Task goal => Lines from the first one down to the one containing "Spot the white birch" in the data below are the only ones needed; please return them exactly, both ends included.

Data =>

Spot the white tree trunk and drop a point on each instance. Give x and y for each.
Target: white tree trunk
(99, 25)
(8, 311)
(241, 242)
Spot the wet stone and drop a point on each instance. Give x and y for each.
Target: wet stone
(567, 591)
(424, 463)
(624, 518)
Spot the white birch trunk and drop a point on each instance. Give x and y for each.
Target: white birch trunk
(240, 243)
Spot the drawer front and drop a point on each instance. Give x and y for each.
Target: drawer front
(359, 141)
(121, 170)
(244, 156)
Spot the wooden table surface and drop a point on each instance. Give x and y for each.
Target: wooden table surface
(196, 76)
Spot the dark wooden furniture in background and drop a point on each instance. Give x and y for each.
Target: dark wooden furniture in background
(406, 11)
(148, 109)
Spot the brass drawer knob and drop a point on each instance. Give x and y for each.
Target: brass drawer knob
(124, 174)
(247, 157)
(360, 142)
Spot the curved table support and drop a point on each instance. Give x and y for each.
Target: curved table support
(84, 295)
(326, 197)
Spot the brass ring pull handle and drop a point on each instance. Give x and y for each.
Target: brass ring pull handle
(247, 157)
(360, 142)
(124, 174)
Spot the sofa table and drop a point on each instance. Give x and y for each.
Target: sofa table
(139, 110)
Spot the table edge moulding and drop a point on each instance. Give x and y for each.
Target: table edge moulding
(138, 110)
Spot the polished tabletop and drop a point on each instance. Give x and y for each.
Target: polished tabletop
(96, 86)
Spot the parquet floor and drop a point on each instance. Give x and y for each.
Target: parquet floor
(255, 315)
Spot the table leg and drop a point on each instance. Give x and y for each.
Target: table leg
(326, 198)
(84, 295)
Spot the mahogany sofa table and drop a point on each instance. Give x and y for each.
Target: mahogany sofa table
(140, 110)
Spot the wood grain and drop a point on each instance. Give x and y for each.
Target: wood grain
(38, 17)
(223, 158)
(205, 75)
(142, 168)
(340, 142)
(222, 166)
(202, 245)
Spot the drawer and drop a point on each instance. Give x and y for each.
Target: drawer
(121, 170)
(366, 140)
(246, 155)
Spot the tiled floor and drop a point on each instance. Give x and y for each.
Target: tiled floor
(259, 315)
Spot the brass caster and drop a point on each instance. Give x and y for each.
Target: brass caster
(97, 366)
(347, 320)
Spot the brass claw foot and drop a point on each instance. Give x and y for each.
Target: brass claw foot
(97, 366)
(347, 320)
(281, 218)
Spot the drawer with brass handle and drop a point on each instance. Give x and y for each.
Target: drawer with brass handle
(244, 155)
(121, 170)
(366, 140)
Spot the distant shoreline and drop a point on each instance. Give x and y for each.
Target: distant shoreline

Solution for this task =>
Spot the white tree trunk and drop a point on each instance. Give x and y for each.
Target: white tree trunk
(99, 25)
(8, 311)
(241, 242)
Spot the wet stone and drop a point on each instance. Give x and y for each.
Target: wet stone
(567, 591)
(424, 463)
(624, 518)
Spot the white birch trunk and drop a point on each instance. Give x and y for each.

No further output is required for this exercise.